Tasks to perform ▸
**a.** In the passage about the Unifor NAFTA rallies, render this sentence in French: "Several of the rallies were held outside the offices of local Liberal MPs, in an effort to encourage the federal government to strengthen NAFTA by putting the interests of the people and their communities first."
**b.** According to the passage about the Unifor NAFTA rallies, where did the delegation of Unifor members lobby Liberal MPs during the week before the rallies?
**c.** From the passage about the Unifor NAFTA rallies, reproduce word for word the text starting with "The actions follow" and going on through "Director Lana Payne.".

BEGIN Provided passage

Rallies were also held in Surrey, British Columbia; Windsor, Ontario; Woodstock, Ontario; and Halifax, Nova Scotia. Several of the rallies were held outside the offices of local Liberal MPs, in an effort to encourage the federal government to strengthen NAFTA by putting the interests of the people and their communities first. In Quebec, Unifor members met with Prime Minister Justin Trudeau on Thursday when he came to the area as part of a by-election there.  

“Unifor wanted to present the priorities that we believe should guide our government’s negotiators,” said Renaud Gagné, Quebec Director.

“We told the Prime Minister the government must remain firm and stand our ground in the negotiating process. I’m pleased to say that our positions were well received by the elected officials.”

The actions follow a week of intensive lobbying of Liberal MPs by a delegation of Unifor members on Parliament Hill in Ottawa, during which representatives stressed that the government should continue to push for stronger labour rights and work protections in all NAFTA countries, along with a range of other recommendations to reform auto trade, safeguard Canada’s culture, remove extraordinary investor privileges, among other issues. 

“In Atlantic Canada, we don’t have to look very far to see the harmful impacts of NAFTA because it failed to put workers first, and because it gives corporations power over important government decisions,” said Atlantic Region Director Lana Payne.

END Provided passage
BEGIN Given data

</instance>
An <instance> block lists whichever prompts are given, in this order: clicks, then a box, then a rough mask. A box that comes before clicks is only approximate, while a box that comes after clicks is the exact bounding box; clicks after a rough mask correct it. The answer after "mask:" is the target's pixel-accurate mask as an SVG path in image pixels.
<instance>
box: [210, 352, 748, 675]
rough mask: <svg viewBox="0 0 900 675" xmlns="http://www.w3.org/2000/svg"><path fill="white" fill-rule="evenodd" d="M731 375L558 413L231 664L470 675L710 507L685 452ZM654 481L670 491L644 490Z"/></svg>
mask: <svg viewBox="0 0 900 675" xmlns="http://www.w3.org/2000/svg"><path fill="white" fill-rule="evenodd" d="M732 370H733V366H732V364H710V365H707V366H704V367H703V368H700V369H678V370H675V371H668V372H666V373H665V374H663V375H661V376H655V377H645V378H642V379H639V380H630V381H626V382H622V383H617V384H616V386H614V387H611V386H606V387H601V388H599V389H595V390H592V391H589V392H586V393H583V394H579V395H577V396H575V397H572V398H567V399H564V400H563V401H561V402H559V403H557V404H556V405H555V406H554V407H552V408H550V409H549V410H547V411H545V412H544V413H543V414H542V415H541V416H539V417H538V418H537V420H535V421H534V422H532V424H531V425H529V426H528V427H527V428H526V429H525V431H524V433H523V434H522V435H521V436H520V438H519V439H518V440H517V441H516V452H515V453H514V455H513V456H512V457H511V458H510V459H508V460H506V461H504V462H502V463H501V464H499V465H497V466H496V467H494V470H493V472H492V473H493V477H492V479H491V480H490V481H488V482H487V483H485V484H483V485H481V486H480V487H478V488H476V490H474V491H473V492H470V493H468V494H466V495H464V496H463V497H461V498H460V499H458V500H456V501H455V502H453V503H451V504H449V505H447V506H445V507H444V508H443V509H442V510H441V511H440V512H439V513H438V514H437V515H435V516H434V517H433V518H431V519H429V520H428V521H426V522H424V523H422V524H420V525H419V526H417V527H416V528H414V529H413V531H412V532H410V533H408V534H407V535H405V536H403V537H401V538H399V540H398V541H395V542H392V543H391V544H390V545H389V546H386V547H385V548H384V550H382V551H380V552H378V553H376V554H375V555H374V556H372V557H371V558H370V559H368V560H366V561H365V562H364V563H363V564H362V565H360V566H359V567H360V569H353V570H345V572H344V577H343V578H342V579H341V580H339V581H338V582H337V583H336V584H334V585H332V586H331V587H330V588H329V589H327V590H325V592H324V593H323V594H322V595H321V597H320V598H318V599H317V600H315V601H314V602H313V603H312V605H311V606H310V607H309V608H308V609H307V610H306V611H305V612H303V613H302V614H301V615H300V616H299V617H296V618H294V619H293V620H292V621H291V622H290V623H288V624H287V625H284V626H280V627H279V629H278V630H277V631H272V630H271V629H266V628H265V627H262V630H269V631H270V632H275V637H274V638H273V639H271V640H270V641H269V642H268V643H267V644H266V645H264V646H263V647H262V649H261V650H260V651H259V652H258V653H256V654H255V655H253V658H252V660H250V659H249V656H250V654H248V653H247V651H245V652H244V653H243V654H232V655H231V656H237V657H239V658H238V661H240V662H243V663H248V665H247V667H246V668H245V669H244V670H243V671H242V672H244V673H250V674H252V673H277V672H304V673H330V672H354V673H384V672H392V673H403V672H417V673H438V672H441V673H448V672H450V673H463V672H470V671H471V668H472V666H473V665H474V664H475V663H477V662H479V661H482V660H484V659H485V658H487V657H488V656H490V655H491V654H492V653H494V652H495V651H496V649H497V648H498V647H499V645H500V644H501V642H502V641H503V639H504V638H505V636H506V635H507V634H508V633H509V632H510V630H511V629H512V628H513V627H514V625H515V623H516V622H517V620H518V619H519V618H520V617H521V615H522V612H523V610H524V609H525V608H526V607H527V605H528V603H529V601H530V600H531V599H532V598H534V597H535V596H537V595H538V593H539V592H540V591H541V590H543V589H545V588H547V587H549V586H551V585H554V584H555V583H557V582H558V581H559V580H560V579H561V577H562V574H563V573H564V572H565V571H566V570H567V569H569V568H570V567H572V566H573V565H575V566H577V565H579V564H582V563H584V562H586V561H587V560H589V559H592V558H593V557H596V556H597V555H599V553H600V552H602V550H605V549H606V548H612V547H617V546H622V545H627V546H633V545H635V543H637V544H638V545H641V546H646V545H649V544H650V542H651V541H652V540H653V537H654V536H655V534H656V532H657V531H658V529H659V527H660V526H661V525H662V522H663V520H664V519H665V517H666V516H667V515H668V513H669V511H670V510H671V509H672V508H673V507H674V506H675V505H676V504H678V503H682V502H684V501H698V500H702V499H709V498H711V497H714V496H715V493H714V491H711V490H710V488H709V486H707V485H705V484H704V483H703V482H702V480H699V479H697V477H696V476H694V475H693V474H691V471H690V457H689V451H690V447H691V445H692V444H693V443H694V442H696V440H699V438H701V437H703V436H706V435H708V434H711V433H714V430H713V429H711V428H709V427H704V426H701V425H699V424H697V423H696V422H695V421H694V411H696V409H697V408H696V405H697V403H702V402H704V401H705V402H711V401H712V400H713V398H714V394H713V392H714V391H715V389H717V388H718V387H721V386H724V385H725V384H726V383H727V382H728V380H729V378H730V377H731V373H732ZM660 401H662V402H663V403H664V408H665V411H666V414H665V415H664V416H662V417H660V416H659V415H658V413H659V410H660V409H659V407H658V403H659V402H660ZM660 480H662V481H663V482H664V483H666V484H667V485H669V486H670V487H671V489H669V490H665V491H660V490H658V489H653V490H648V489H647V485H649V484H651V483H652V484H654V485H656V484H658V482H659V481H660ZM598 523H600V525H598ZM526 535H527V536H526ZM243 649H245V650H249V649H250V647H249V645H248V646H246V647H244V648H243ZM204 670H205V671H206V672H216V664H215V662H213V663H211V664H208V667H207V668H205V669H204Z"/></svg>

END Given data
BEGIN Given data

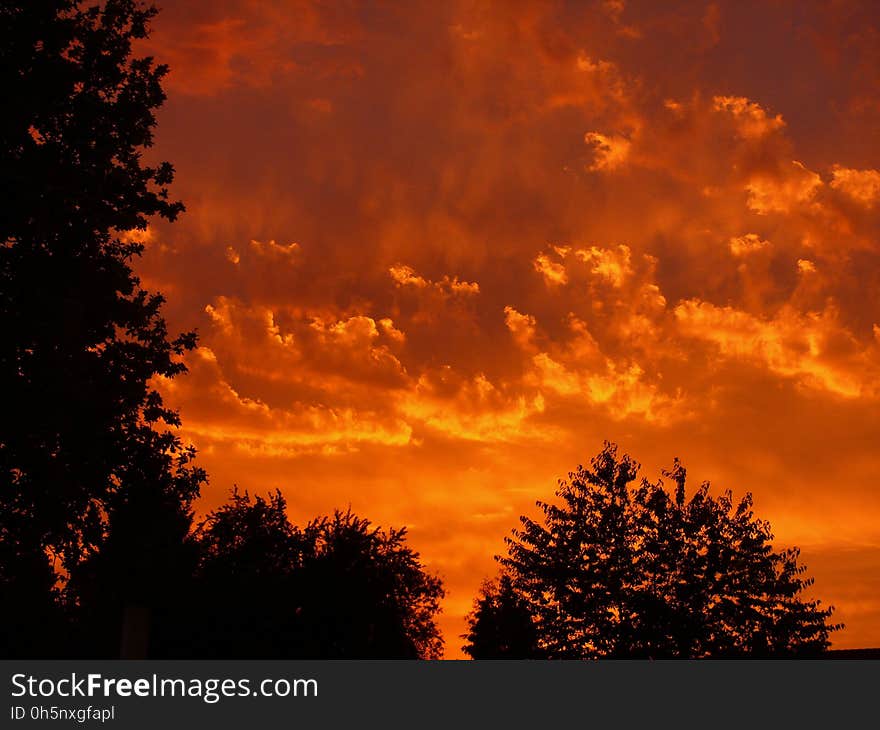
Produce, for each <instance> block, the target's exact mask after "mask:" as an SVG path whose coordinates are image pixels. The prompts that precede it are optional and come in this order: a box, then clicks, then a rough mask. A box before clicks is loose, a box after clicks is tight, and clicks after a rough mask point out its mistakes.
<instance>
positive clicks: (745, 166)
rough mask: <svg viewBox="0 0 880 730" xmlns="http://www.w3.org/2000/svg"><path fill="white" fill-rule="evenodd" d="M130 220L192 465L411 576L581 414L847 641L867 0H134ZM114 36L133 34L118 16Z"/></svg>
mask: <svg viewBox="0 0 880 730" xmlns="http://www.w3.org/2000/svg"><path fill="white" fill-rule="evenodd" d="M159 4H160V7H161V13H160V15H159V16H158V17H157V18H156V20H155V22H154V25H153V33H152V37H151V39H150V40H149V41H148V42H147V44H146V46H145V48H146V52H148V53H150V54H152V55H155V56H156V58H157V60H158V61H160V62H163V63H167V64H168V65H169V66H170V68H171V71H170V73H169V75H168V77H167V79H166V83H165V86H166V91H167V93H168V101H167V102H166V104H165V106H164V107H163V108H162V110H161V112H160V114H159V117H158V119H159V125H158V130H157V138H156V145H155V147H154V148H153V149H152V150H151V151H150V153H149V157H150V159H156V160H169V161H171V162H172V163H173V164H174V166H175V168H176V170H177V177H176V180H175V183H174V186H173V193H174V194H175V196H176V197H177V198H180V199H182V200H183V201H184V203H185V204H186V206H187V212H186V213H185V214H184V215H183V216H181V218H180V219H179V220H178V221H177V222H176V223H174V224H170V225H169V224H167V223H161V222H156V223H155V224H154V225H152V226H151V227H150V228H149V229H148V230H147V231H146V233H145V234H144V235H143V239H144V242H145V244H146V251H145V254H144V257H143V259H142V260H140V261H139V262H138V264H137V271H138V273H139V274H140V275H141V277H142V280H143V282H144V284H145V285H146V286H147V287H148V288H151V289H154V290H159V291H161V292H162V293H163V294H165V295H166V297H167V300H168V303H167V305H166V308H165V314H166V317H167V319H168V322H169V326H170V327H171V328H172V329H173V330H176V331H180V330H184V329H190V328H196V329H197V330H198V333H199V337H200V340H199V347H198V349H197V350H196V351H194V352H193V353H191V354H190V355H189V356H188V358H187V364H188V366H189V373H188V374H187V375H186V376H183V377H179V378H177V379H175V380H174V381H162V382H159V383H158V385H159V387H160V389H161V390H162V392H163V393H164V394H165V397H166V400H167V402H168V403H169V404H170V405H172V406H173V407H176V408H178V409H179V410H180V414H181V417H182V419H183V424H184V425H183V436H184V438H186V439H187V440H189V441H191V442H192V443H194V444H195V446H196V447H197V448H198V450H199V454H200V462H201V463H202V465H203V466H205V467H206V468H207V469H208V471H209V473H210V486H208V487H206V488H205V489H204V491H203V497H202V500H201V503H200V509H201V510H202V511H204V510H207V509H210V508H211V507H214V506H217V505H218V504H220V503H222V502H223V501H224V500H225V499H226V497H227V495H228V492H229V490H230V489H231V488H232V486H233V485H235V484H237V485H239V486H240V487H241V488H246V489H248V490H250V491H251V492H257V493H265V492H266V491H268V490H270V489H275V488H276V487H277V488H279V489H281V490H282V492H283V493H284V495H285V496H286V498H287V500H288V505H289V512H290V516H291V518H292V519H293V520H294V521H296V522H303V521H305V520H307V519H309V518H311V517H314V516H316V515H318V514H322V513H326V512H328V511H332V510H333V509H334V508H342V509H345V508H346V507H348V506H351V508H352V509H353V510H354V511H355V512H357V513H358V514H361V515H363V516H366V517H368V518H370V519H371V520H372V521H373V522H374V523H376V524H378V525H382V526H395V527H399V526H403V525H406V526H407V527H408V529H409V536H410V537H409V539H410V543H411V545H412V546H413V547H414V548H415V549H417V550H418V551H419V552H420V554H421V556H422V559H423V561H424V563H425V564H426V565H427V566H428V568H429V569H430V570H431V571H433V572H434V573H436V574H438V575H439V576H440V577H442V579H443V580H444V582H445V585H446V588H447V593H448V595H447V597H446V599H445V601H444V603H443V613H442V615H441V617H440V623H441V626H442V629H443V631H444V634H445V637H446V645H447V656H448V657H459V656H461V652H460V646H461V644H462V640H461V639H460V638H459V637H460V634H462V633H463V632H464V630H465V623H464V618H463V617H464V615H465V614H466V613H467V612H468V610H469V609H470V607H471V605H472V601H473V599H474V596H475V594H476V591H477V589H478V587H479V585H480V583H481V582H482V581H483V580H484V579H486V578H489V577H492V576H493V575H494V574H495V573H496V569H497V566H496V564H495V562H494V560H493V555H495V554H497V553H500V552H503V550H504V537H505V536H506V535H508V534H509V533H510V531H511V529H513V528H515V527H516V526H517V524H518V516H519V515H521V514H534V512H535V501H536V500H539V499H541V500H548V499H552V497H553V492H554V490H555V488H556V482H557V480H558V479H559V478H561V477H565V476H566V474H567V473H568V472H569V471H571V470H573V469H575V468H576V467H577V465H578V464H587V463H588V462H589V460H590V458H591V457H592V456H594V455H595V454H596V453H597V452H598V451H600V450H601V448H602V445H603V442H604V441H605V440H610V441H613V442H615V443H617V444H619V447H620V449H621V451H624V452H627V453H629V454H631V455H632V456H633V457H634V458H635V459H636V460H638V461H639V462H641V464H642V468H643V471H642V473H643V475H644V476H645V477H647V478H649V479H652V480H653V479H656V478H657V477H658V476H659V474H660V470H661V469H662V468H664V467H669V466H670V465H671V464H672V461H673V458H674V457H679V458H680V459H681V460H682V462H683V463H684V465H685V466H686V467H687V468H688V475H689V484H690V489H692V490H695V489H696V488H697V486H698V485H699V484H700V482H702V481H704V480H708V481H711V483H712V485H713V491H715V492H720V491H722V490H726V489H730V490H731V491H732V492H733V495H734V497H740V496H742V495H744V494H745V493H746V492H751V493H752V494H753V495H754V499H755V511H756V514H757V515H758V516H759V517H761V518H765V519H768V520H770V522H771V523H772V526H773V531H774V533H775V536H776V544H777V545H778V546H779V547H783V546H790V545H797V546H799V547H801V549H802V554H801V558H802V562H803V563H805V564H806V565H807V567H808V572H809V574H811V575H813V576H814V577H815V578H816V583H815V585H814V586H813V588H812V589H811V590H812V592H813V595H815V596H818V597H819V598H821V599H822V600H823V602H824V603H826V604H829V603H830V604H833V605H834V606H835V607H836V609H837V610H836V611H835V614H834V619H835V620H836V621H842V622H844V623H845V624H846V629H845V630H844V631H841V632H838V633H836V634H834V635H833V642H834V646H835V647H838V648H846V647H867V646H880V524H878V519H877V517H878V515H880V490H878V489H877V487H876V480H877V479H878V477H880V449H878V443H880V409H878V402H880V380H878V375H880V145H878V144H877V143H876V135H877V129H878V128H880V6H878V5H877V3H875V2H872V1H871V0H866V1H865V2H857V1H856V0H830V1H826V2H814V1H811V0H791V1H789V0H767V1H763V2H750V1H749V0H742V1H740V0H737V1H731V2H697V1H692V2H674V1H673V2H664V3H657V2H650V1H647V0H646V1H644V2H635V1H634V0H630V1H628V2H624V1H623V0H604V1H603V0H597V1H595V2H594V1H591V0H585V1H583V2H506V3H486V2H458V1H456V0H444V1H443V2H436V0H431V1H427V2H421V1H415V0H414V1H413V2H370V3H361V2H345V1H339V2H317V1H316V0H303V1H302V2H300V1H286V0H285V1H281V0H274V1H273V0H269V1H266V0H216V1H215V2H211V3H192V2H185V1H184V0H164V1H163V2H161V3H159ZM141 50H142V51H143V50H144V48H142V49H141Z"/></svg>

END Given data

Your responses ▸
**a.** Plusieurs des rassemblements ont eu lieu devant les bureaux de députés libéraux locaux, dans le but d'encourager le gouvernement fédéral à renforcer l'ALENA en plaçant les intérêts de la population et de ses collectivités au premier plan.

**b.** On Parliament Hill in Ottawa.

**c.**
The actions follow a week of intensive lobbying of Liberal MPs by a delegation of Unifor members on Parliament Hill in Ottawa, during which representatives stressed that the government should continue to push for stronger labour rights and work protections in all NAFTA countries, along with a range of other recommendations to reform auto trade, safeguard Canada’s culture, remove extraordinary investor privileges, among other issues. 

“In Atlantic Canada, we don’t have to look very far to see the harmful impacts of NAFTA because it failed to put workers first, and because it gives corporations power over important government decisions,” said Atlantic Region Director Lana Payne.